*What the task requires*. Rewrite the material below, changing every "instance" to "occurrence" and leaving everything else as it is. Omit the pictures from your version.

— start Given entries —

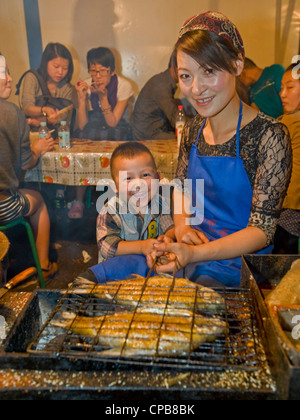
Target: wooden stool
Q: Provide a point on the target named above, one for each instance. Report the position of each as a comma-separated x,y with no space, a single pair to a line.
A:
4,247
23,222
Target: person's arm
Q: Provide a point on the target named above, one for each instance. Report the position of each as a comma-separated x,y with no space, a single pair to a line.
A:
39,147
113,117
246,241
31,89
82,94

— end Given entries —

*Expected answer*.
Target: wooden stool
Q: Provide a point on the target named above, one for each occurrence. Report the position of each as a comma-separated x,y with no space, a single pair to a line.
A:
4,247
23,222
Target: person's arm
Q: Provide a point on the target named above, one for each occurrence. Report the position of each as a comma-separated x,y with no space, a single pair to a line.
A:
39,147
113,117
246,241
31,89
82,94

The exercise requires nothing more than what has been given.